The request -
Rewrite the listing below with every "drop a pin" changed to "place a marker" and nothing else altered. Leave out the pictures.

— Start of Provided data —

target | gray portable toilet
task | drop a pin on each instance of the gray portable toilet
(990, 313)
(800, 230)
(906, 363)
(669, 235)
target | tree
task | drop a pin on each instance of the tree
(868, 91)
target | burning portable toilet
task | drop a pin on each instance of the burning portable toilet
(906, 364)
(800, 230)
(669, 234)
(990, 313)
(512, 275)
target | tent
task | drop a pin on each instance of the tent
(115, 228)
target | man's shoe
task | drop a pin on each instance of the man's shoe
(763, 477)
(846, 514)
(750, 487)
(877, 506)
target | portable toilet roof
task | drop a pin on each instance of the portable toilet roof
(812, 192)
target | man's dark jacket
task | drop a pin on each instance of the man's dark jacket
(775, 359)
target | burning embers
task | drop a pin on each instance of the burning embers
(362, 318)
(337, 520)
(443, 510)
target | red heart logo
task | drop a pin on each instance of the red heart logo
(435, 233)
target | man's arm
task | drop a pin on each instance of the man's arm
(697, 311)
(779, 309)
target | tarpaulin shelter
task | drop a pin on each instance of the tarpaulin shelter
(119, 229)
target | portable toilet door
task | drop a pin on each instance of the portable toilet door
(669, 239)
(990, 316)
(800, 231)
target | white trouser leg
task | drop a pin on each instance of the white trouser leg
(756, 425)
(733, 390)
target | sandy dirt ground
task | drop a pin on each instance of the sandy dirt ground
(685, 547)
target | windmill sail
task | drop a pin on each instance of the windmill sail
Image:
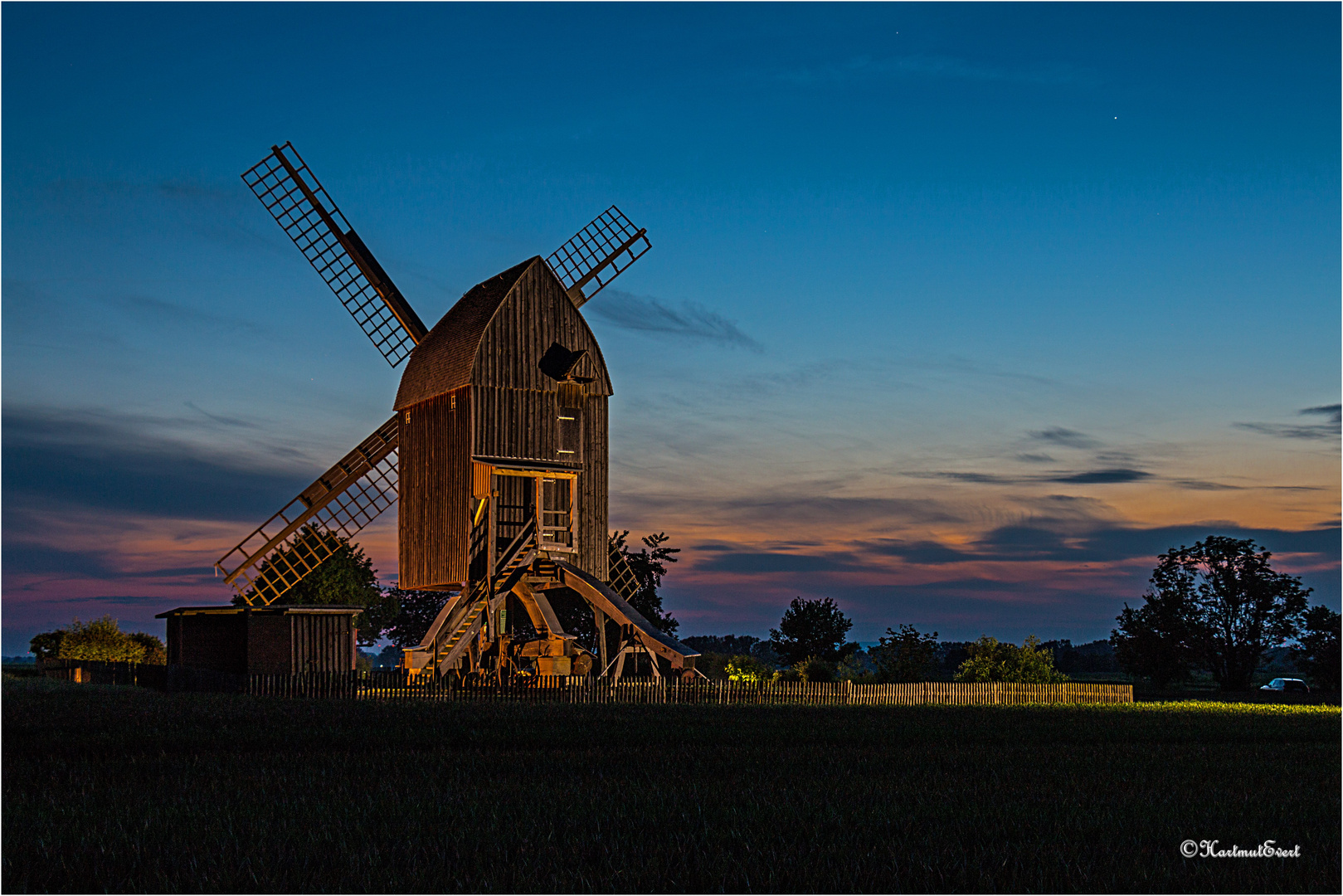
(297, 201)
(598, 254)
(308, 529)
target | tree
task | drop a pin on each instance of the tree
(991, 660)
(47, 645)
(347, 578)
(1318, 648)
(100, 640)
(1217, 605)
(811, 629)
(1154, 640)
(412, 614)
(154, 652)
(906, 655)
(747, 670)
(649, 566)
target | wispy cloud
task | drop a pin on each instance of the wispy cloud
(1326, 430)
(114, 464)
(689, 320)
(1068, 438)
(1106, 476)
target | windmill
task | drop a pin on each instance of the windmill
(496, 451)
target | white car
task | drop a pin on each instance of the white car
(1287, 685)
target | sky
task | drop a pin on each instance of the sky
(958, 314)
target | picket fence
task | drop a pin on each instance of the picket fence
(397, 685)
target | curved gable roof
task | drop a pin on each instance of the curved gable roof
(444, 360)
(496, 334)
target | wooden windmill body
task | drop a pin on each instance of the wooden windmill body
(497, 453)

— End of Provided data —

Written reply -
target | gray portable toilet
task | place a marker on each instance of the gray portable toilet
(990, 313)
(800, 230)
(906, 363)
(669, 235)
target | tree
task | place a marker on each instance of the tree
(868, 91)
target | burning portable toilet
task | place a marker on each instance of the burning portable toilet
(906, 364)
(800, 230)
(669, 234)
(990, 313)
(512, 275)
target | tent
task | place a marker on each instance of the tent
(115, 228)
target | man's shoe
task | place a marker on each instance of the man's shoe
(763, 477)
(846, 514)
(750, 487)
(877, 506)
target | portable toilet roof
task | place a marker on each instance of the portable toilet roof
(812, 192)
target | man's dark jacket
task | place a marker on each instance of the man's dark jacket
(775, 359)
target | burning embers
task | place a marker on each instance of the burning embers
(362, 318)
(337, 520)
(443, 510)
target | red heart logo
task | place a marker on each instance of the red heart logo
(435, 233)
target | man's arm
task | place a marker on each instance of the man's arm
(697, 311)
(779, 309)
target | tarpaulin shelter
task | place a marker on each instance of the tarpaulin shelter
(119, 229)
target | portable toilet door
task | place a marker on each instance of the portable toilet door
(669, 239)
(990, 316)
(800, 231)
target | white trouser leg
task | place a marker on each instance of the white trouser leg
(756, 425)
(733, 390)
target | sandy dirt ground
task | place a marker on each instance of the sandy dirt ground
(685, 547)
target | windmill sail
task | place a marker on each instance of the windmill sail
Image:
(297, 201)
(598, 254)
(308, 529)
target | tree
task | place a marker on each instance of the tree
(991, 660)
(47, 645)
(347, 578)
(1318, 648)
(100, 640)
(1217, 605)
(811, 629)
(1154, 640)
(412, 614)
(154, 652)
(906, 655)
(747, 670)
(649, 566)
target | wispy cloud
task | place a marker on each instance of the wispy cloud
(1326, 430)
(114, 464)
(689, 320)
(1068, 438)
(1106, 476)
target | windmill
task | place a marker on each instance of the windmill
(496, 451)
target | white car
task | place a marker on each instance of the white car
(1287, 685)
target | sky
task | place a marker on each instance of the sky
(958, 314)
target | picket fence
task | place a marker on each instance of the picket fence
(397, 685)
target | curved gable roof
task | place a marker on each instance of the curved gable roof
(444, 360)
(496, 334)
target | wooden windmill body
task | place a marker on each instance of the wooden windmill body
(497, 453)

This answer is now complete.